• _DATA FOR PROCESSING_
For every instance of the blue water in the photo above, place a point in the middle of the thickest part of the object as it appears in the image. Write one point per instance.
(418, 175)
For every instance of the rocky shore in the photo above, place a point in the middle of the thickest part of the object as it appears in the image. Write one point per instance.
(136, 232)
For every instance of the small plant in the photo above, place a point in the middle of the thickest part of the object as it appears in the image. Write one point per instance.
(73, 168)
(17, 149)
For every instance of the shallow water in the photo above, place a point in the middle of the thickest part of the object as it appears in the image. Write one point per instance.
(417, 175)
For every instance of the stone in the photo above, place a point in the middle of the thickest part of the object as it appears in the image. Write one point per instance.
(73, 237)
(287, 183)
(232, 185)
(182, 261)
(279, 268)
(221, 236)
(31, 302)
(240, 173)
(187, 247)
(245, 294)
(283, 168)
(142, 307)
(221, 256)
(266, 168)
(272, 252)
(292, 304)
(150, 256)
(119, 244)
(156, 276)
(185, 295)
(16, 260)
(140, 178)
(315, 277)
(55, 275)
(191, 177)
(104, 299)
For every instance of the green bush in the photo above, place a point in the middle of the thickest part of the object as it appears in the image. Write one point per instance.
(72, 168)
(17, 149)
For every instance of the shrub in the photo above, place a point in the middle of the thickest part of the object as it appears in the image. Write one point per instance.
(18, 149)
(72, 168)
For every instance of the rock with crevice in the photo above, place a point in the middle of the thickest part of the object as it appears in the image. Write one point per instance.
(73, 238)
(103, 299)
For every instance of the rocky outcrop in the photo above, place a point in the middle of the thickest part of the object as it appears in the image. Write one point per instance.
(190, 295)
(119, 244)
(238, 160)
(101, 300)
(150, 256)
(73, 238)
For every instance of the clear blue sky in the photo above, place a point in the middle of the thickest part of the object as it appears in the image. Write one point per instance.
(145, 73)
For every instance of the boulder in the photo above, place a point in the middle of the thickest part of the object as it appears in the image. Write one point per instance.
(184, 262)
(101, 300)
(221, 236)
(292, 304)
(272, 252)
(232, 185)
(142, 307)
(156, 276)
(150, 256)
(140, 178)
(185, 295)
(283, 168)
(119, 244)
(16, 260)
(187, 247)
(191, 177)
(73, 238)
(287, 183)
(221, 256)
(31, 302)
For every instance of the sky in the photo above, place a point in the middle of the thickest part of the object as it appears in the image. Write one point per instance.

• _TASK REQUIREMENTS_
Convert all the rows above into a JSON array of strings, with one string per line and no blank lines.

• _THE RESULT_
[
  "For every instance of the blue water in the photo above, place a point in the middle of the thickest part of the object as it appears in the image. Write one point per instance.",
  "(418, 175)",
  "For every instance of the rocky shore in the photo above, place a point in the middle of the thickest part of the object as it appears in the image. Write one point per instance.",
  "(136, 232)",
  "For every instance of the small plant in the photo above, place a point in the middle of the thickest part of the object as it appears in the image. Write one point per instance.",
  "(73, 168)",
  "(17, 149)",
  "For every instance of the shallow water in the photo above, place a point in the middle of the thickest part of the object as it appears in the image. Write one point per instance.",
  "(417, 175)",
  "For every instance of the stone in the photo above, place a point in the middle of the thickest part of the object as it appears in the image. Write one point per instance.",
  "(73, 237)",
  "(287, 183)",
  "(232, 185)",
  "(182, 261)",
  "(279, 268)",
  "(221, 236)",
  "(31, 302)",
  "(240, 173)",
  "(187, 247)",
  "(245, 294)",
  "(283, 168)",
  "(142, 307)",
  "(221, 256)",
  "(266, 168)",
  "(272, 252)",
  "(292, 304)",
  "(150, 256)",
  "(119, 244)",
  "(156, 276)",
  "(185, 295)",
  "(16, 260)",
  "(140, 178)",
  "(315, 277)",
  "(55, 275)",
  "(191, 177)",
  "(104, 299)",
  "For every instance of the green bush in the photo above, place a point in the middle of the thickest part of the object as it appears in the image. Write one point per instance.",
  "(72, 168)",
  "(17, 149)",
  "For every instance of the shrub in the photo above, place a point in the middle of the thickest part of the object as it appears in the image. Write one point per instance.",
  "(18, 149)",
  "(72, 168)",
  "For every instance of the rock with crevice in the photo above, place a point in the middle of the thickest part of the object as it appears in the image. Write one point per instance.",
  "(73, 238)",
  "(103, 299)",
  "For every instance of the rocky outcrop in the photo above, place a point in the middle of the thickest part of the object as it appears in the image. Write one point per instance.",
  "(190, 295)",
  "(119, 244)",
  "(238, 160)",
  "(101, 300)",
  "(150, 256)",
  "(73, 238)",
  "For every instance of the clear blue sky in the photo above, place a point in the middle of the thickest part of the object as it appears in the image. Write one point per instance.",
  "(145, 73)",
  "For every instance of the boulder in the photo above, place a point in the middle of the thickest part of the object as it appears in the image. Write one point per instance.",
  "(184, 262)",
  "(101, 300)",
  "(221, 236)",
  "(292, 304)",
  "(272, 252)",
  "(232, 185)",
  "(142, 307)",
  "(156, 276)",
  "(150, 256)",
  "(140, 178)",
  "(185, 295)",
  "(283, 168)",
  "(119, 244)",
  "(16, 260)",
  "(187, 247)",
  "(191, 177)",
  "(73, 238)",
  "(287, 183)",
  "(221, 256)",
  "(31, 302)",
  "For every instance of the sky in the photo above, place a point in the middle of the thickest part of the object as it appears in the image. Write one point per instance."
]